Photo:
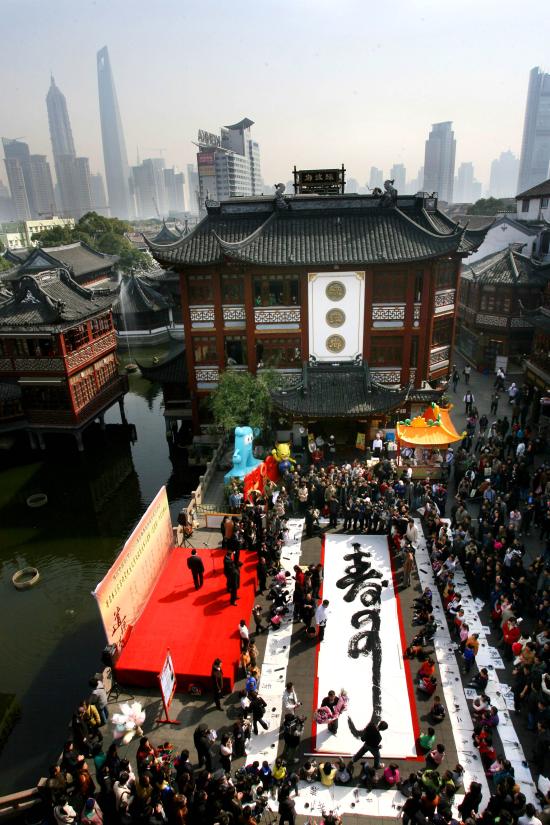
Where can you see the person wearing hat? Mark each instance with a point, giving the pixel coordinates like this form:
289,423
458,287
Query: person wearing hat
65,814
196,566
92,813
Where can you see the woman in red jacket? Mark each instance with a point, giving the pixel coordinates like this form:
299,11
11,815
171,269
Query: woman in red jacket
427,669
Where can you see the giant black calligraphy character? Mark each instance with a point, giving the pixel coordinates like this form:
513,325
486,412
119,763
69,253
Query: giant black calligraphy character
365,581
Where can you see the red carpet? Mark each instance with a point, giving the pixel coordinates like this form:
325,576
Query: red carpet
196,625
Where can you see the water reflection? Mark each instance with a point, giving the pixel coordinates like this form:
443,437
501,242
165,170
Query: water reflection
50,636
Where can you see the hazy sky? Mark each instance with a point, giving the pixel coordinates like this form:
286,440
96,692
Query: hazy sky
326,81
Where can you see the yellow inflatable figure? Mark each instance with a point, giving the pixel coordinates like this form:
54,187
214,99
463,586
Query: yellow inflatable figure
282,456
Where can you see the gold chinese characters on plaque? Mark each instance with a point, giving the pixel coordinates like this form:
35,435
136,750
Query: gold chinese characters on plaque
335,291
335,343
335,317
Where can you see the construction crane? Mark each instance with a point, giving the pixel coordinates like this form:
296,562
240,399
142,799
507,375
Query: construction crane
155,149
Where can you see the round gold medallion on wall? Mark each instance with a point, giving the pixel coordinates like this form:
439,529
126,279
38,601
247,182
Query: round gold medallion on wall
335,317
335,343
335,291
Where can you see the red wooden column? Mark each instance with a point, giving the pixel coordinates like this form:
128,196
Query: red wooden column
218,319
458,267
367,319
425,327
250,323
189,356
407,328
304,316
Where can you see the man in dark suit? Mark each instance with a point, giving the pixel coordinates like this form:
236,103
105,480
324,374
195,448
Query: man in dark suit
196,566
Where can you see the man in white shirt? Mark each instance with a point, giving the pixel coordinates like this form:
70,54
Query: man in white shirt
321,615
377,445
290,699
529,817
244,634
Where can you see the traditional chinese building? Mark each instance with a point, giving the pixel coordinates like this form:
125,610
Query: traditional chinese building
330,283
85,265
494,292
139,307
57,354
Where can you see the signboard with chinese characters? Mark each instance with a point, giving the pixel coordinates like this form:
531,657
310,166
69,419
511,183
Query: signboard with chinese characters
208,139
123,593
336,317
319,181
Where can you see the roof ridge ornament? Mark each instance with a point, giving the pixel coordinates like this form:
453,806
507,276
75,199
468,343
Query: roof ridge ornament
280,202
389,198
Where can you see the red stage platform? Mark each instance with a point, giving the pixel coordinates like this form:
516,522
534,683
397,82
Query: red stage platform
197,626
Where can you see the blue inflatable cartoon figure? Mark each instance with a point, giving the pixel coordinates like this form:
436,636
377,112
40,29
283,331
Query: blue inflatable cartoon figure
243,460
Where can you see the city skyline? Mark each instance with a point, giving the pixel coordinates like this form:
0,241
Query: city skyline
166,104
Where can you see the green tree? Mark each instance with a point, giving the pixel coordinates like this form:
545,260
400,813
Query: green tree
106,235
242,399
488,206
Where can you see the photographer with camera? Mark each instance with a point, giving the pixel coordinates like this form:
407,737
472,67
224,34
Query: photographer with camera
293,727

────────

What you are asked to do: Repeat the data in full and exactly. Omit pictures.

Answer for the task:
Photo:
Where can you see the person wearing hat? Mark each instance with a point, giving the pixel coordinates like this form:
289,423
458,287
Query: person wearing hat
65,814
196,566
92,813
Where can you see the woman in red jacket? Mark each instance with a point, giving the pixel coordinates like this form:
299,11
11,815
171,269
Query: woman in red jacket
427,669
Where can you see the giant black calligraphy character? Mark each instance with a point, giving the pixel coordinates like this form:
513,325
486,412
119,763
69,253
Query: giant black calligraphy character
365,581
Where can you see the red carpet? Mark each instance with a point, giving the pixel coordinates like this form:
325,576
Query: red carpet
196,625
Where can you see the water reflection? Mark each instance with a point, giving the pixel coordinates like this form:
443,437
501,242
165,170
Query: water reflection
50,636
Where can you see the hazy sky? Mark each instance with a point, giving the pixel coordinates like this form:
286,440
96,692
Query: hazy sky
326,81
Where can you see the yellow inflatable figure? Mark each instance with a point, giving the pixel coordinates like this form:
54,187
214,99
463,586
Query: yellow inflatable figure
282,456
Where can you see the gold chinese characters on plaque? Mark each instance with a point, giving the pixel coordinates like this form:
35,435
136,750
Query: gold chinese characters on plaque
335,291
335,343
335,317
Where can you see the construction crane? Mark each instance with a point, giving the pixel coordinates like this form:
296,562
240,399
142,799
507,375
Query: construction crane
155,149
Where can you see the round gold medallion on wall? Mark each instance with a point, giving the pixel coordinates like this form:
439,529
126,279
38,601
247,182
Query: round gold medallion on wall
335,317
335,343
335,291
Where can you see the red wooden column? Mark each instance with a point, giving the pixel coordinates like this form:
128,196
Query: red wooden column
218,319
458,267
367,319
425,327
250,323
189,356
407,328
304,316
Where can you see the man in dark suit? Mark each instance with a point, giving the pixel coordinates like this form:
236,103
105,480
324,374
195,448
Query: man in dark suit
196,566
Where can you see the man in white shirt? Mark each instance with a point, giving the pixel coordinates like this form:
70,54
Query: man in white shirt
321,615
377,445
290,699
529,817
244,634
Where can you see the traditional chinese building? Mark each instance with a point, giving the pixel coordinates like this form:
125,610
Query: traditional chinese building
330,283
85,265
494,292
139,307
57,354
Where can you see the signboard with chinese characters? Mark each instance with a point, giving the pixel coordinates like this form:
531,657
310,166
69,419
511,183
Query: signboard with chinese characters
208,139
123,593
336,317
319,181
Where can you see the roof ridge ornament? Mark each instance with a point, giving the pixel coordinates like this form:
453,806
507,276
75,199
468,343
Query: roof ridge ornament
280,202
389,198
Where can you see the red stage platform? Mark each instance with a point, giving the pixel coordinates like this form:
516,522
534,683
397,82
Query: red stage platform
197,626
Where can you see the blue inflatable cartoon figure? Mark each instance with a point, giving the pixel coordinates like this form:
436,636
377,112
40,29
283,331
Query: blue inflatable cartoon figure
243,460
Where can you see the city skyline? Mark each instance with a point, giving the pixel coordinates like this form:
0,241
Query: city skyline
166,104
Where can you see the green tree? Mark each instance with a point, giving the pixel coordinates like this form:
545,260
400,813
Query: green tree
106,235
242,399
488,206
Where can you see the photographer with camera? Mark each instance with a point, giving the pixel coordinates like this form:
407,737
472,67
224,34
Query: photographer with camera
293,727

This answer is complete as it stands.